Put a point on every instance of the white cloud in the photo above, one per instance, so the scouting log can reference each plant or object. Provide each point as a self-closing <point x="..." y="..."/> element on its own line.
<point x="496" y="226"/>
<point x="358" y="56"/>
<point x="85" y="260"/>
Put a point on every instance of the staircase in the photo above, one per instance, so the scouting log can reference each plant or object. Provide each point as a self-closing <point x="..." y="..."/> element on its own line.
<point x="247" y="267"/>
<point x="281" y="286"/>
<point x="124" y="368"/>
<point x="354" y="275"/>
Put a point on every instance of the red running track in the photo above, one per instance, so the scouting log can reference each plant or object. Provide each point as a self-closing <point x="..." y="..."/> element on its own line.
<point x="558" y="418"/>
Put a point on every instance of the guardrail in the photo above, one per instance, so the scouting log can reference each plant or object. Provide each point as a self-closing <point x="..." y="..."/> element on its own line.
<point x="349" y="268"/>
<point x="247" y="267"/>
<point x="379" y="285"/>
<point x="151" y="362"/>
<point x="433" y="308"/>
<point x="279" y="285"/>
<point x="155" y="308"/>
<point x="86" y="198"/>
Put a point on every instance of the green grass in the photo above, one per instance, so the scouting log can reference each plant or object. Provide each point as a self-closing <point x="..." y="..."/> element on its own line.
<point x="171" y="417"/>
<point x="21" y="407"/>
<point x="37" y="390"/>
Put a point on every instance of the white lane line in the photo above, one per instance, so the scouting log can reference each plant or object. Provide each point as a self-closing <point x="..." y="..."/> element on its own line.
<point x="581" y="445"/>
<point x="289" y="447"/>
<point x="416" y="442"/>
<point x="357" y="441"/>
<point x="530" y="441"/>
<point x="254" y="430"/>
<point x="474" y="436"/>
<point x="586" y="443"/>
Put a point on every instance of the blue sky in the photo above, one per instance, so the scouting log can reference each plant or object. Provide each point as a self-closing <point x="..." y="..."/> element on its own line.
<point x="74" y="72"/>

Work required: Reproduce all of the items above word for word, keeping their original order.

Answer below:
Put a point on every instance of the white cloud in the photo above, one per instance, so the scouting log can reference each plant or object. Provide each point as a self-closing <point x="..." y="..."/> element on its own line.
<point x="496" y="226"/>
<point x="358" y="56"/>
<point x="85" y="260"/>
Put a point on every instance of the staircase in the photo above, one per instance, so the scouting log can reference each plant or object. Provide each point as a self-closing <point x="..." y="..."/> element on its own line.
<point x="247" y="267"/>
<point x="281" y="286"/>
<point x="124" y="368"/>
<point x="354" y="275"/>
Put a point on every instance of the red running track in the photo above, one per instance, so the scouting log can reference each plant or object. Provide each point as a self-closing <point x="..." y="..."/> element on its own line.
<point x="558" y="418"/>
Put a point on every instance of the guardrail in the photo above, one per instance, so the scouting log can reference each plant or object. Provide each point as a self-closing <point x="..." y="..."/> element on its own line.
<point x="349" y="268"/>
<point x="247" y="267"/>
<point x="379" y="285"/>
<point x="151" y="362"/>
<point x="433" y="308"/>
<point x="279" y="285"/>
<point x="155" y="308"/>
<point x="86" y="198"/>
Put a point on every instance of the green grass in the photo above, one per instance, so the scouting log can reference each plant or object. Provide each point as a self-closing <point x="..." y="..."/> element on its own line.
<point x="171" y="417"/>
<point x="21" y="407"/>
<point x="37" y="390"/>
Put a point on every instance of the white lane line in the photo above, one per instance, so the scouting log can reference each plant or object. Provide each point as a self-closing <point x="..." y="..."/> element on its own line.
<point x="581" y="445"/>
<point x="289" y="447"/>
<point x="416" y="442"/>
<point x="357" y="441"/>
<point x="530" y="441"/>
<point x="254" y="430"/>
<point x="474" y="436"/>
<point x="586" y="443"/>
Put a point on every instance of the blue sky in the photo above, one per instance, so the scouting log can reference each plant or object. Provide each point as a self-closing <point x="..." y="..."/> element on its own line.
<point x="74" y="72"/>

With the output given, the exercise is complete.